> **Task requirements**
Copy the listing below line for line without any changes, and leave out the pictures.

________________

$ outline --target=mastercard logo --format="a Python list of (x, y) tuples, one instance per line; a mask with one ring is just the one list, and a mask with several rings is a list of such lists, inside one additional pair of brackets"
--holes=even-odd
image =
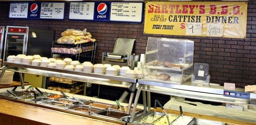
[(37, 4), (33, 4), (30, 6), (30, 11), (33, 13), (36, 13), (38, 10), (38, 6)]
[(107, 10), (108, 10), (108, 7), (107, 7), (107, 5), (106, 4), (101, 3), (100, 4), (98, 5), (98, 7), (97, 7), (97, 10), (98, 11), (98, 13), (101, 14), (104, 14), (106, 12), (107, 12)]

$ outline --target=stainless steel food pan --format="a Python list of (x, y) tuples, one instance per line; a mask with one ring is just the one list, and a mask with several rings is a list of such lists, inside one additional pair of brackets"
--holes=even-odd
[(103, 110), (95, 114), (102, 116), (115, 118), (117, 119), (120, 119), (121, 117), (126, 116), (126, 113), (124, 112), (109, 109)]
[(95, 113), (102, 110), (102, 109), (92, 107), (91, 112), (89, 113), (88, 112), (89, 106), (83, 105), (78, 105), (71, 106), (67, 108), (67, 109), (75, 112), (79, 112), (80, 113), (89, 114)]
[(226, 125), (226, 123), (194, 118), (188, 125)]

________________

> **Worked solution**
$ outline --target=mastercard logo --format="a Python list of (x, y) tuples, one instance per line; a mask with one ring is just the one list, and a mask with several rings is a list of such lists, inside one additional pair of brackets"
--holes=even-odd
image =
[(37, 4), (33, 4), (30, 6), (30, 11), (33, 13), (36, 13), (38, 10), (38, 6)]
[(107, 10), (108, 10), (108, 7), (107, 7), (107, 5), (106, 4), (101, 3), (100, 4), (98, 5), (98, 7), (97, 7), (97, 10), (98, 11), (98, 13), (101, 14), (104, 14), (106, 12), (107, 12)]

$ outline --target=stainless steel food pan --format="a Python list of (x, y) tuples, one instance per line; a mask with one ring is just the one list, and a mask with several rings is a list of such lists, inside one additional pair of brackets"
--holes=even-odd
[(103, 110), (95, 114), (102, 116), (115, 118), (117, 119), (120, 119), (121, 117), (126, 116), (126, 113), (124, 112), (109, 109)]
[(95, 113), (102, 110), (102, 109), (92, 107), (91, 112), (89, 113), (88, 112), (89, 106), (83, 105), (78, 105), (71, 106), (67, 108), (67, 109), (75, 112), (79, 112), (80, 113), (89, 114)]
[(226, 125), (226, 123), (194, 118), (188, 125)]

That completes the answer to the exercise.